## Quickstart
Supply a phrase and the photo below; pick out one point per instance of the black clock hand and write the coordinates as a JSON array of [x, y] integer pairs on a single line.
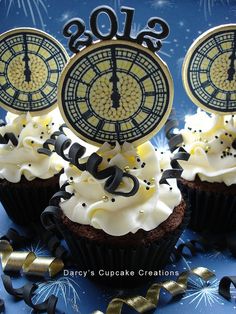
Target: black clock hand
[[115, 96], [26, 60], [231, 70]]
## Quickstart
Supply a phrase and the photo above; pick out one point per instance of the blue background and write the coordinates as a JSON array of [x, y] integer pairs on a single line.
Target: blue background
[[187, 20]]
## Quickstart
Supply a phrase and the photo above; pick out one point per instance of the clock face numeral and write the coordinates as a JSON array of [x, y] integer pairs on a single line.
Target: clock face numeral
[[209, 70], [30, 63], [106, 93]]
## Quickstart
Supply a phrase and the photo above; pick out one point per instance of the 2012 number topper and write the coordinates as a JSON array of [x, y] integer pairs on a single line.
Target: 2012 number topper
[[82, 37]]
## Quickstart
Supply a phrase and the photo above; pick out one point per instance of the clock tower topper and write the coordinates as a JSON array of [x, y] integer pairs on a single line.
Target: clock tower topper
[[116, 88]]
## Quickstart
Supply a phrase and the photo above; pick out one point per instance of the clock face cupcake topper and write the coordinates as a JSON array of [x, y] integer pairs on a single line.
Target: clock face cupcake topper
[[30, 64], [209, 70], [115, 90]]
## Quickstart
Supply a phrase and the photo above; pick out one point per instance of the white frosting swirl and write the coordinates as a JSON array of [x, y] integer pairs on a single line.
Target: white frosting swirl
[[119, 215], [24, 159], [208, 139]]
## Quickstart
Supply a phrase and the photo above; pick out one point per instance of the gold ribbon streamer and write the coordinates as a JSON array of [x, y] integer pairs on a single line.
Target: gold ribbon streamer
[[28, 262], [143, 304]]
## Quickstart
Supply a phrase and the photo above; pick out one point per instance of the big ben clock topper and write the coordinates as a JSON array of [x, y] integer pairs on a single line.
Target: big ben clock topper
[[209, 70], [31, 62], [115, 89]]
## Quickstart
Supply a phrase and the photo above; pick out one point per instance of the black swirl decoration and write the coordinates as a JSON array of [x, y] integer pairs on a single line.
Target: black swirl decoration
[[8, 136], [113, 175], [174, 139], [2, 306], [176, 171]]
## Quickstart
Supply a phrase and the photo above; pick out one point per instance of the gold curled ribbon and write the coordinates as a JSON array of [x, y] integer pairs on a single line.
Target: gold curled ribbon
[[143, 304], [28, 262]]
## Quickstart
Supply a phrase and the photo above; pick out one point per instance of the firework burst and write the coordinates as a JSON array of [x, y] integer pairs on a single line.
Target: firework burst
[[30, 8], [200, 292], [208, 6], [62, 287]]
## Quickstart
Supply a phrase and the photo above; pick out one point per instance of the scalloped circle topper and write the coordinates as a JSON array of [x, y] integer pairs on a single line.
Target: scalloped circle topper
[[209, 70], [31, 62], [115, 90]]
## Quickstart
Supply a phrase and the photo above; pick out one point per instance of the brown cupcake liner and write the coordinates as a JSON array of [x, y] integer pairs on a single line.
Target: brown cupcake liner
[[210, 211], [25, 201], [93, 256]]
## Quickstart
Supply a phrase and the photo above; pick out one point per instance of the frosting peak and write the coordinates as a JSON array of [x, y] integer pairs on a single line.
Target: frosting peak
[[119, 215], [24, 159], [209, 139]]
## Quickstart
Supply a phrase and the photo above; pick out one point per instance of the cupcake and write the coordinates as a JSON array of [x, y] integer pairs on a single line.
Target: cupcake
[[28, 179], [107, 232], [209, 176]]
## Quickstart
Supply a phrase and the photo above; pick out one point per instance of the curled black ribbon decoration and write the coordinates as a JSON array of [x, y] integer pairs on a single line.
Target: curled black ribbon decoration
[[52, 213], [9, 136], [113, 175], [2, 306], [174, 140], [15, 238], [176, 171], [224, 286], [27, 292]]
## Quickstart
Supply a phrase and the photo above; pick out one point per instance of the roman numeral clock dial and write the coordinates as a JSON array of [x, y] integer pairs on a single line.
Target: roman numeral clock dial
[[30, 65], [209, 70], [115, 90]]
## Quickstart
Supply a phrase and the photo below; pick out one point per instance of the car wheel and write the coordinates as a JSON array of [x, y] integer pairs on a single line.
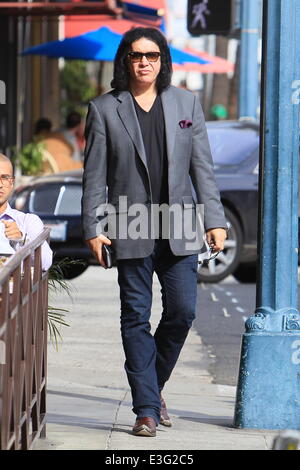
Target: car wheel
[[227, 261]]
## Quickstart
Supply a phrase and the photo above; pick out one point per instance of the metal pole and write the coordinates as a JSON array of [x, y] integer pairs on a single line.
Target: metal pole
[[249, 73], [268, 393]]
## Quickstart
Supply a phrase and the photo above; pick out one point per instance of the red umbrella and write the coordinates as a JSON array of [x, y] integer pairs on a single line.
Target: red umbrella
[[216, 65]]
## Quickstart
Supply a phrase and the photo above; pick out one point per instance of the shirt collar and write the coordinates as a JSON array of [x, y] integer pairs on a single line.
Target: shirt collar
[[8, 212]]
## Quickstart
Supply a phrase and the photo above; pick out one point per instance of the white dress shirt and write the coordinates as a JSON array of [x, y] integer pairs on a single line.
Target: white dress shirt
[[31, 226]]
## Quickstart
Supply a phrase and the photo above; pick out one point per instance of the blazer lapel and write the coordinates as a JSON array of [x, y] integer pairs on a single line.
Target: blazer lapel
[[128, 116], [170, 113]]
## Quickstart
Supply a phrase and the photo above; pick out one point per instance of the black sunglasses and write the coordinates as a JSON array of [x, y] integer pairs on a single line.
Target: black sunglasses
[[138, 56]]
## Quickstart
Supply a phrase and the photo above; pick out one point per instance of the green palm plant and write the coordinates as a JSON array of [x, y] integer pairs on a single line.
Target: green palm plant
[[57, 284]]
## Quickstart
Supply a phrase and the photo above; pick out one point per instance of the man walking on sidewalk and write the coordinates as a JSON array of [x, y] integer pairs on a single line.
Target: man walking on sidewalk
[[146, 141]]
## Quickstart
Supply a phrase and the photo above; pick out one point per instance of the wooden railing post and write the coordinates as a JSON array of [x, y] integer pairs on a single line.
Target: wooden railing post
[[23, 347]]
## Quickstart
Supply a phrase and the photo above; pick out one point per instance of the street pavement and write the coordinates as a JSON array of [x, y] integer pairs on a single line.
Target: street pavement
[[89, 401]]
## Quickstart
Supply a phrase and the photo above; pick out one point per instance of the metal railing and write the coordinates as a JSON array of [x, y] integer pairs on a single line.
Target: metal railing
[[23, 347]]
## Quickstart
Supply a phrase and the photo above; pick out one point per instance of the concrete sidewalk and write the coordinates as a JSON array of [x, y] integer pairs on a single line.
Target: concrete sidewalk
[[89, 402]]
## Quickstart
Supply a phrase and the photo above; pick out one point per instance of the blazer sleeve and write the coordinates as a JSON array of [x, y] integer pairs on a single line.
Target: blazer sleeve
[[202, 175], [94, 175]]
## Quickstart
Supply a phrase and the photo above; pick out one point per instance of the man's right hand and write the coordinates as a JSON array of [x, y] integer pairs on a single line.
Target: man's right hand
[[95, 245]]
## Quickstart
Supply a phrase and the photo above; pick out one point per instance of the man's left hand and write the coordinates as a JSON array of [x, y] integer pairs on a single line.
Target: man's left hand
[[215, 238], [12, 231]]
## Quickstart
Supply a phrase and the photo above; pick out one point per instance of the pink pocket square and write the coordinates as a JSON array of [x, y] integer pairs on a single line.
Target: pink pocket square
[[185, 123]]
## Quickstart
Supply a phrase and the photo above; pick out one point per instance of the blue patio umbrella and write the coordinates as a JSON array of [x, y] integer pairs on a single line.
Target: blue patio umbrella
[[101, 44]]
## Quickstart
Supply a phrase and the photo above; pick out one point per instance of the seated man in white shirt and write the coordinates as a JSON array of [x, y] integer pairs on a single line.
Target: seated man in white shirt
[[19, 227]]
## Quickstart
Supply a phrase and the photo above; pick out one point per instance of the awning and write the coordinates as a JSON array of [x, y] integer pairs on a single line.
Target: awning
[[76, 25]]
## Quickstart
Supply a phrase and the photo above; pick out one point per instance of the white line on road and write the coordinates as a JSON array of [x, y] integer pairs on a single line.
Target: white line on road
[[240, 309], [225, 312], [213, 297]]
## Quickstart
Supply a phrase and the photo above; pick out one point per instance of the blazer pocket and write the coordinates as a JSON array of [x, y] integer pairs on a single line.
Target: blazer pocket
[[188, 202]]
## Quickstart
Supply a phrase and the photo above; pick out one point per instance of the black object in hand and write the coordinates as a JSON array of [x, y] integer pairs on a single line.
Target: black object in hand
[[107, 255]]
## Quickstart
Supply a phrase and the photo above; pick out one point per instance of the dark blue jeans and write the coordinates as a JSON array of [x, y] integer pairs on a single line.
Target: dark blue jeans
[[151, 359]]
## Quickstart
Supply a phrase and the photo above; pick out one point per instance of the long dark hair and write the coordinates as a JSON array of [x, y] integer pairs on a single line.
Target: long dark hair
[[121, 77]]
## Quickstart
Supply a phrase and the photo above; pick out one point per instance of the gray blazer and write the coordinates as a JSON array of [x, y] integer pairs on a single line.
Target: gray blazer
[[115, 165]]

☆ ☆ ☆

What is needed » When a line of the data holds the string "below", pick it out and copy it.

Solved exercise »
Supply a phrase and the photo below; pick out one point per instance of the black clock hand and write the coordinates as a JSON array of [x, y] integer pairs on a single line.
Supply a phrase and the photo below; pick out one point per instance of the car wheel and write the coordinates as a JSON array of [x, y] integer pairs on a single line.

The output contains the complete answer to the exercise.